▸ QUESTIONS TO ANSWER
- a) In the article on falling violent crime, how much did the U.S. median age rise over a decade, according to the U.S. Census Bureau?
- b) Shorten the paragraph of the violent crime article that begins "Policing strategies and community outreach programs" while keeping its main points.
- c) Continue the article on falling violent crime from its last sentence.

▸ TEXT PASSAGE
•••
Why is violent crime down?
Washington Mayor Muriel Bowser credited a 20% drop in violent crime over two years to her office’s crime legislation.
Baltimore Mayor Brandon Scott announced his administration’s reduction strategy group for a 60% decrease in homicides since 2021.
But the decade-long decline in violent crime isn’t unique to either city, said Zubin Jelveh, an assistant professor at the University of Maryland who analyzes crime data. The drops are happening in dozens of U.S. cities at once, which may indicate they are not tied to specific policy changes or legislation.
“The national trend sort of swamps the local for the most part,” Jelveh said.
Policing strategies and community outreach programs could have a limited impact compared to the broader national forces driving crime down, Jelveh said. Investments into programs that address education gaps and income inequality could provide longer-term relief for crime.
The median age in the country increased roughly 4% in a decade, according to the U.S. Census Bureau.
“People tend to age out of crime,” Lopez said. But cautioned that an aging population alone would not explain the sharp, one-year drop in both Baltimore and Washington from 2024 to 2025.
Gentrification may also play a role, said Jillian Snider, resident senior fellow in criminal justice and civil liberties at the R Street Institute, a nonprofit think tank based in Washington.
•••
Records from a data collection:
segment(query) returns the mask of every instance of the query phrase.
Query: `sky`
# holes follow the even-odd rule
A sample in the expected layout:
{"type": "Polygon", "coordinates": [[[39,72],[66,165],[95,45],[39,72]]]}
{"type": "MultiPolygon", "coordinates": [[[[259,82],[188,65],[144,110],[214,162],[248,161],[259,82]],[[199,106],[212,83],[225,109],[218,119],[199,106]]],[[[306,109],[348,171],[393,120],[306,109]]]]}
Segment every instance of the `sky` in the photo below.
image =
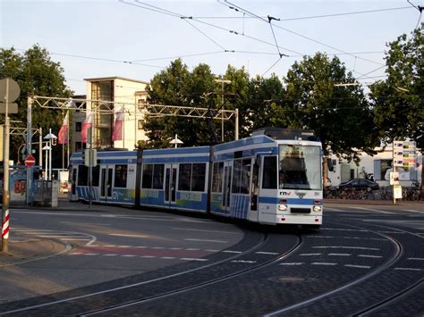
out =
{"type": "Polygon", "coordinates": [[[424,21],[418,6],[424,0],[0,0],[0,46],[46,48],[77,95],[84,79],[148,82],[178,57],[216,76],[230,64],[283,78],[317,52],[366,86],[385,79],[387,43],[424,21]]]}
•••
▸ RESULTS OF THE EXERCISE
- a) Roughly 4%.

- b) Jelveh said policing and community outreach may matter little next to the national forces pushing crime down. Investing in programs that tackle education gaps and income inequality could reduce crime over the longer term.

- c)
When a neighborhood experiences gentrification, crime patterns could fluctuate, Snider said. As wealthier residents move in, there may be temporary increases in crime, such as snatch-and-grab thefts, she said. However, gentrification leads to a long-term decrease in violent crime.
Snider also pointed to shifts in policing strategies as a factor in declining crime rates.
Agencies nationwide relied on zero tolerance policing in the late 1990s and even early 2010s, when officers would over-enforce low-level violations such as loitering or marijuana possession, Snider said.
Police departments now prioritize precision policing by using data to focus limited resources and staff on neighborhoods with serious crime, rather than on petty crime, she said.
The Baltimore Police Department and the Metropolitan Police Department differ in their strategies to reduce their crime rates.
BPD’s changes are a reflection of strategies implemented in the aftermath of Freddie Gray’s death in police custody, which sparked days of violent protests, hundreds of arrests and the deployment of Maryland’s National Guard in 2015.
The result was an emphasis on local, homegrown violence-intervention programs to bridge gaps, Snider said.
Safe Streets Baltimore focuses on reducing gun violence by using trained community members to mediate conflicts and connect high-risk individuals to resources in 10 neighborhoods since 2007.
The Group Violence Reduction Strategy is a collaboration between BPD, the State’s Attorney’s Office and the Mayor’s Office of Neighborhood Safety and Engagement that focuses on individuals at the highest risk of gun violence since 2022.
When you have a targeted, community-based program in a place where there is tension with law enforcement, “people that are embedded in the community are going to really be the force multipliers behind this interruption before shootings happen,” Snider said. “I think that’s huge.”
The MPD also has its own initiatives. The Real-Time Crime Center expanded the department’s security camera network to enable officers to monitor crime in real time in 2024.
Operation THRIVE’s goal is to reduce homicides and gun violence by proactively dispatching police officers and resources around Washington that same year.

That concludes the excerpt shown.